**EXCERPT TO READ**:
****
The NY Times just published an amusing article on the accelerating trend of naming colors to evoke an idea or a mood. There is an art to it.

“At Valspar, located in a Chicago high-rise near O’Hare airport, colorists can meet in ‘vignette’ rooms that encourage storytelling. One resembles an outside deck, replete with a porch chair and mural of Wrigley Field. Ms. Kim assigns the colorists homework, like browsing certain magazines and blogs. One, called colourlovers.com, allows users to create and share their own palettes; among more than one million offerings are I Feel Sorry for You and When Time Ran Out. They also watch movies and visit stores. And a few times a year, they head downtown for a big brainstorming session at a loft building called Catalyst Ranch and its brightly colored meeting spaces, which are intended to help employees think creatively. …

“Taryn Look, 25, an actress, who was checking out Home Depot’s Behr collection the other day, rolled her eyes at some of the names. ‘I wonder how much these people get paid,’ she mused, glancing at Genteel Lavender, a color
she said she would rebrand My Gay Best Friend. But she did pause at a color named Lightweight Beige, and soon she was telling a story about when her parents met. Her father told her mother that he liked her in beige, and so she swapped her once-colorful wardrobe for one that was all beige. Ms. Look said she would rename the color My Mother, After She Met My Dad.” Read more.

This reminds me of the poet Marianne Moore being asked to brainstorm names of cars. She came up with Turtle Top, but the idea was not adopted.

Use the comments feature to suggest a name for  a color? I’ll start. How about a sparkly blue called “Tanya Running through the Sprinkler”? Or a dark purple called “Black Fly Season.” Or a gold-orange called “At Last the Missing Manuscript.”

Not sure this will ever be my forte.
****
**DATASET CONTENT**:
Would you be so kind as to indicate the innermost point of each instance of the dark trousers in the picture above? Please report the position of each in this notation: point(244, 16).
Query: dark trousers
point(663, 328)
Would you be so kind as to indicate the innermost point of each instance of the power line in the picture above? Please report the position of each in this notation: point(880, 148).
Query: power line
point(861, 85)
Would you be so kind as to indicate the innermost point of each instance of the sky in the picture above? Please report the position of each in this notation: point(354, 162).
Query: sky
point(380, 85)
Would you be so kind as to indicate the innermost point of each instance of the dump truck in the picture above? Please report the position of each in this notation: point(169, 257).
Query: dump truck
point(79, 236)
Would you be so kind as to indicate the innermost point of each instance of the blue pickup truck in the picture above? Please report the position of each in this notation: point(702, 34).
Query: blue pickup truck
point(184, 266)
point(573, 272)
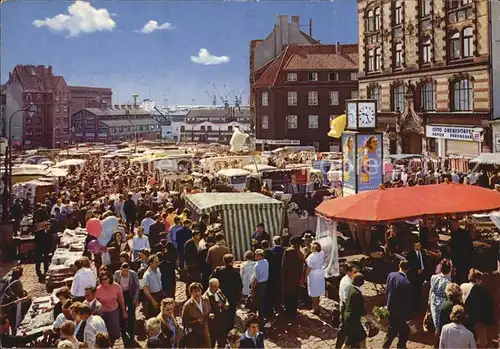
****
**WORK INSTRUCTION**:
Reproduce the passage of the post about paint color names starting at "This reminds me" and ending at "be my forte.".

**ANSWER FOR THIS EXERCISE**:
This reminds me of the poet Marianne Moore being asked to brainstorm names of cars. She came up with Turtle Top, but the idea was not adopted.

Use the comments feature to suggest a name for  a color? I’ll start. How about a sparkly blue called “Tanya Running through the Sprinkler”? Or a dark purple called “Black Fly Season.” Or a gold-orange called “At Last the Missing Manuscript.”

Not sure this will ever be my forte.